[AIM]
Display each line from the entries below that includes the string "dress". Uppercase and lowercase letters count as different.

--- Begin GIVEN ENTRIES ---

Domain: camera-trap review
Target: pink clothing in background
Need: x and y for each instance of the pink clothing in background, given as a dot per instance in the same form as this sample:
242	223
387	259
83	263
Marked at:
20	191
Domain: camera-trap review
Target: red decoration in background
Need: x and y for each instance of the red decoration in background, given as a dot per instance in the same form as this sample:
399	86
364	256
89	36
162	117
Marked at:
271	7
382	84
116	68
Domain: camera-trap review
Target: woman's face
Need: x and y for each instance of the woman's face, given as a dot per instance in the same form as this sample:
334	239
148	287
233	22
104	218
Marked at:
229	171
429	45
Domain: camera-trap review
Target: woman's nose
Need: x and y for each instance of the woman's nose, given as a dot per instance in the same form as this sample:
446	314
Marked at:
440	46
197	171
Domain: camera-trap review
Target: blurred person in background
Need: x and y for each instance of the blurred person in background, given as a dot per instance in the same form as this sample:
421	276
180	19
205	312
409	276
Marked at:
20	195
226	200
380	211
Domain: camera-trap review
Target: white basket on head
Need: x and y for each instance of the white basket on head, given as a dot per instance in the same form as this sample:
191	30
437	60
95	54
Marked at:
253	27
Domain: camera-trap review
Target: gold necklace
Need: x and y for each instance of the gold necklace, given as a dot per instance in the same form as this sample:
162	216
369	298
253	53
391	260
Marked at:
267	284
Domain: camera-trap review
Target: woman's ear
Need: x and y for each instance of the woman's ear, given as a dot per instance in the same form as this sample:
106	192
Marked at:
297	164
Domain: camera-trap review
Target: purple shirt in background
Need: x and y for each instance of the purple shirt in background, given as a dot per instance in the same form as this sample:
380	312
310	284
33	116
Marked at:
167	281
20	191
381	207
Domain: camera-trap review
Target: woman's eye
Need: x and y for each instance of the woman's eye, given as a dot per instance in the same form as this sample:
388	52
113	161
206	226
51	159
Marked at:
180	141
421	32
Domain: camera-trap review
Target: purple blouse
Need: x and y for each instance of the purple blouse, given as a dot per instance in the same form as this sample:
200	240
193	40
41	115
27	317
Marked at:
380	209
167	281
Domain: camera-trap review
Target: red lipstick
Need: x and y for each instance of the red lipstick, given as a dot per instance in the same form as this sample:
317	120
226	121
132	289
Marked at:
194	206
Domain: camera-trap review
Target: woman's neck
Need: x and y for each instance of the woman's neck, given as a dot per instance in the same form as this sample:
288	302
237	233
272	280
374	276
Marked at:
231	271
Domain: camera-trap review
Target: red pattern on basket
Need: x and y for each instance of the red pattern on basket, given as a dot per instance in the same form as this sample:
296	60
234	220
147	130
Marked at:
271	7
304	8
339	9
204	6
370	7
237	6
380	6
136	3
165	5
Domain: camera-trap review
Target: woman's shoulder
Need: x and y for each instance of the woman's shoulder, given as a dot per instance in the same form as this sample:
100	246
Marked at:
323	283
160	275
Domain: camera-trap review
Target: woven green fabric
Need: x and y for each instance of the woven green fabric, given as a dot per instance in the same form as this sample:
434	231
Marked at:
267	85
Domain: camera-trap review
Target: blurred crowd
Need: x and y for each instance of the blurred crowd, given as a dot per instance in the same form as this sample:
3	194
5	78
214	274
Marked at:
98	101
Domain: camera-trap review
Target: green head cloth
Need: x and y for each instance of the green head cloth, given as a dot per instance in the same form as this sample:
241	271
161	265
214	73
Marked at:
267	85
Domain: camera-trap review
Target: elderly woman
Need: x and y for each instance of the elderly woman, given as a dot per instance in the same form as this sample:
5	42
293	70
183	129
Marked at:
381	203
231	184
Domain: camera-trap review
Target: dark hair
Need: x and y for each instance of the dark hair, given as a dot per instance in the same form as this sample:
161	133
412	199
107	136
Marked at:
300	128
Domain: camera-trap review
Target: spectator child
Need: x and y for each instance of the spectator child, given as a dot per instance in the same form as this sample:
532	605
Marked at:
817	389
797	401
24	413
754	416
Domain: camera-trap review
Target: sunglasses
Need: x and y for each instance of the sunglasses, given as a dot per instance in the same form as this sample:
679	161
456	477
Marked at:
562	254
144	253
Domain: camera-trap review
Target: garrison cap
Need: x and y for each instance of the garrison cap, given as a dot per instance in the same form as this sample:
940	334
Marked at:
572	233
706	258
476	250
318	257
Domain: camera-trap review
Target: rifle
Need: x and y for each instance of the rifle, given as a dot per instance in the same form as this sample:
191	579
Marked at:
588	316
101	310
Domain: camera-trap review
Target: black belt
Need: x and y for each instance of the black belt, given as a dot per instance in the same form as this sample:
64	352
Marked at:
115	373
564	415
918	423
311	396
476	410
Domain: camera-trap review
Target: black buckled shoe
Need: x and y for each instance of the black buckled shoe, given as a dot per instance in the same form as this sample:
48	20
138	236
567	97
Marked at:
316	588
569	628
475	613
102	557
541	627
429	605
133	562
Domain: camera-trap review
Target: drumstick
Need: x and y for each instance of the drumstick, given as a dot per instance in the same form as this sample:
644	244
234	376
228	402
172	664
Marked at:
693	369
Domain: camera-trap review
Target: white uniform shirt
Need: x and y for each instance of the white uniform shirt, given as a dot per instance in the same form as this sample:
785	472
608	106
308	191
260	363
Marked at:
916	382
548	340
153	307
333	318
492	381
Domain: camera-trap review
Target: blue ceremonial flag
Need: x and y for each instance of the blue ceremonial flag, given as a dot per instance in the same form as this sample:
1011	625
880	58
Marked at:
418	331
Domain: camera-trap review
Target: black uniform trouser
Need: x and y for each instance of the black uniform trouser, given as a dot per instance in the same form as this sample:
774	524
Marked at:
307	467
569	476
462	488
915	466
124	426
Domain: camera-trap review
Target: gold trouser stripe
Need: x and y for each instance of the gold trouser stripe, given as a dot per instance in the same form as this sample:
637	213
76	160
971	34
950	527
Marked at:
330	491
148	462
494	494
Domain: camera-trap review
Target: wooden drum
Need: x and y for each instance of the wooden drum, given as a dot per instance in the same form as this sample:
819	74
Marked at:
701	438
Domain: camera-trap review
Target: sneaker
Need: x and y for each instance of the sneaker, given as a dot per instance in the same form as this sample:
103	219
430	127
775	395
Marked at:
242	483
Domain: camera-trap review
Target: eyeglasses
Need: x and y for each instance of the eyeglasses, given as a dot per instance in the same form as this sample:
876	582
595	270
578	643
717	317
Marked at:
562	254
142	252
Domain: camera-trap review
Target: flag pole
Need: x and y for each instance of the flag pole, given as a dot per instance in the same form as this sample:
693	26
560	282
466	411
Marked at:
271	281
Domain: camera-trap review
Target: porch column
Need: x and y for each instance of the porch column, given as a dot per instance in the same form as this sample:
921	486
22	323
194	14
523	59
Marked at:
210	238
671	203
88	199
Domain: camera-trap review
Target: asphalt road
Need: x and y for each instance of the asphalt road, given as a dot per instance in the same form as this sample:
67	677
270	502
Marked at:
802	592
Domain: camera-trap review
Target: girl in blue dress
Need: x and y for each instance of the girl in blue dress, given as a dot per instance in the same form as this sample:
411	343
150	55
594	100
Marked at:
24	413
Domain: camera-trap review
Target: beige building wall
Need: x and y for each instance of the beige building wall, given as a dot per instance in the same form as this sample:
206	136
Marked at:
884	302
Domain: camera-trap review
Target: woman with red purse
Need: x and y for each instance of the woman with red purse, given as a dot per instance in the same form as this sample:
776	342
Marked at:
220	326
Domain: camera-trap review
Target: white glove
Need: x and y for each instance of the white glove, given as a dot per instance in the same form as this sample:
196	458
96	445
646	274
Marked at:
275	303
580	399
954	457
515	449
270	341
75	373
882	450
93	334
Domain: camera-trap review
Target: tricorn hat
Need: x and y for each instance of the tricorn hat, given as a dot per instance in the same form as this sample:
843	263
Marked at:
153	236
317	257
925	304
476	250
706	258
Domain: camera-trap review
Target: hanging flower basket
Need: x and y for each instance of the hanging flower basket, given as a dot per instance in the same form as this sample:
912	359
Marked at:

--- End GIVEN ENTRIES ---

[ANSWER TO THIS EXERCISE]
Target: girl in blue dress
Need: x and y for each instance of the girl in blue dress, given as a dot per instance in the same form as this sample:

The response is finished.